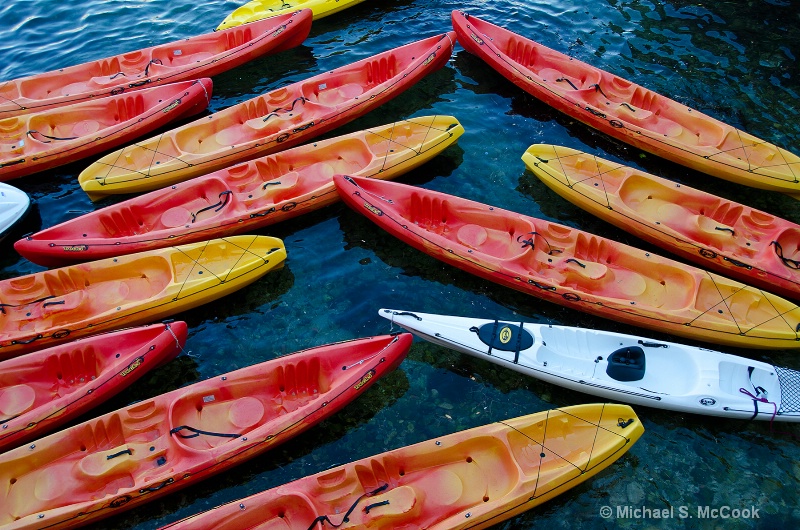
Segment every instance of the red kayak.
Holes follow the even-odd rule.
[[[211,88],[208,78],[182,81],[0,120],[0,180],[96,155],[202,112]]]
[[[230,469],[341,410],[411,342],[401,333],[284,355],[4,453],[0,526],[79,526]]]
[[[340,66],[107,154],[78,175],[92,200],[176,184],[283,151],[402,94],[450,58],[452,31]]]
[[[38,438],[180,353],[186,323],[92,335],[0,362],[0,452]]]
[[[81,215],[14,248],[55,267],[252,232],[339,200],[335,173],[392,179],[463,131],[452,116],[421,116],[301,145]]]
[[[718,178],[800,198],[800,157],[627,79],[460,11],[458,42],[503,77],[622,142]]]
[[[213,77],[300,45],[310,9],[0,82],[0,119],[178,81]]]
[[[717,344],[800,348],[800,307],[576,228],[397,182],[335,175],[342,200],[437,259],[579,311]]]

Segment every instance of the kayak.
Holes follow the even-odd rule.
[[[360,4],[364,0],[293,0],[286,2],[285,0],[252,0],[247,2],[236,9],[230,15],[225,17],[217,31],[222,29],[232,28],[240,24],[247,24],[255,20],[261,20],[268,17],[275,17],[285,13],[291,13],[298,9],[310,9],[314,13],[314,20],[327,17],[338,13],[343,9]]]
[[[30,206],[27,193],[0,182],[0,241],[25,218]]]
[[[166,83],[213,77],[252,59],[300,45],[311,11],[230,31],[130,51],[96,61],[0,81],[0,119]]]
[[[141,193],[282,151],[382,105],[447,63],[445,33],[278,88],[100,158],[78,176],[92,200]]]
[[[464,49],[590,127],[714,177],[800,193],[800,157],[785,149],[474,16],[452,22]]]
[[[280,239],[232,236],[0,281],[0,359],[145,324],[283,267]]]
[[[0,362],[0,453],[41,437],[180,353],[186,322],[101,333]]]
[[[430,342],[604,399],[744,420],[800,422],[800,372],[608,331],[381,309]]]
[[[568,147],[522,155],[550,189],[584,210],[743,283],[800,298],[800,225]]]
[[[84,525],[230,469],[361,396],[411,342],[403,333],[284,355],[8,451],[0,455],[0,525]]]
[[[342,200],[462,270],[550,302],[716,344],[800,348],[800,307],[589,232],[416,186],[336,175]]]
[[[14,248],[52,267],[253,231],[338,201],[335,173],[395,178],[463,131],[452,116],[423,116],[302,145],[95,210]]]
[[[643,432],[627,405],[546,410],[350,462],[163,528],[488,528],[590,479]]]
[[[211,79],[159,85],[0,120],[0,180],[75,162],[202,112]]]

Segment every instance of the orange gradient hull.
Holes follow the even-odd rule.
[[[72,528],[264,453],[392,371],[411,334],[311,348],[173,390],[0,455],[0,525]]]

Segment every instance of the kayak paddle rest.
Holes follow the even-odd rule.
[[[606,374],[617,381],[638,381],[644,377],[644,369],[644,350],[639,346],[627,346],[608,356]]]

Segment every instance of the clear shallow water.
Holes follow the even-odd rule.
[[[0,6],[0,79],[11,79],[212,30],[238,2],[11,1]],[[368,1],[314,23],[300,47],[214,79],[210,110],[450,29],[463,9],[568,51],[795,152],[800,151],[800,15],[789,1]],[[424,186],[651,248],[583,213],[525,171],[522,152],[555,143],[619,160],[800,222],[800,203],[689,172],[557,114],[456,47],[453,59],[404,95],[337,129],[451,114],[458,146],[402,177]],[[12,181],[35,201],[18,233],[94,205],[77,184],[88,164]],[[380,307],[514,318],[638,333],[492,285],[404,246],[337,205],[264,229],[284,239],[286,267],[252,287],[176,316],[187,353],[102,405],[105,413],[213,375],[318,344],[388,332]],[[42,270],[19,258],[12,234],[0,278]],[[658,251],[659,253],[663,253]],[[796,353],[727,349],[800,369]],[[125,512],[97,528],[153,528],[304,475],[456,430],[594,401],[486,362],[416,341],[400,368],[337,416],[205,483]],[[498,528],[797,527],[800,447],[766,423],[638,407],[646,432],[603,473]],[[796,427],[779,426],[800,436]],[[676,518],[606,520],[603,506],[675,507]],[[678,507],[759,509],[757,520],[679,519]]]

==================================================

* Exercise *
Copy out exactly the line that holds "Segment every instance of the clear" and all remaining lines of the listing, both the first and the last included.

* Worked solution *
Segment every instance of the clear shallow water.
Holes follow the even-odd rule.
[[[0,6],[0,79],[11,79],[212,30],[238,2],[11,1]],[[368,1],[314,23],[300,47],[214,79],[210,110],[450,29],[463,9],[568,51],[795,152],[800,151],[800,15],[789,1]],[[424,186],[651,248],[583,213],[525,171],[522,152],[555,143],[619,160],[800,222],[800,203],[689,172],[557,114],[456,47],[453,59],[404,95],[337,129],[451,114],[458,146],[402,177]],[[12,181],[35,201],[18,233],[94,205],[77,184],[88,164]],[[380,307],[514,318],[638,333],[492,285],[404,246],[337,205],[264,229],[284,239],[286,267],[252,287],[176,316],[187,353],[102,405],[105,413],[213,375],[318,344],[388,332]],[[42,270],[19,258],[12,234],[0,278]],[[658,251],[659,253],[663,253]],[[796,353],[727,349],[800,369]],[[125,512],[97,528],[153,528],[304,475],[456,430],[594,401],[486,362],[416,341],[400,368],[337,416],[205,483]],[[498,528],[797,527],[800,447],[766,423],[638,407],[646,432],[603,473]],[[796,427],[779,426],[800,436]],[[676,518],[606,520],[603,506],[675,507]],[[678,507],[759,509],[757,520],[679,519]]]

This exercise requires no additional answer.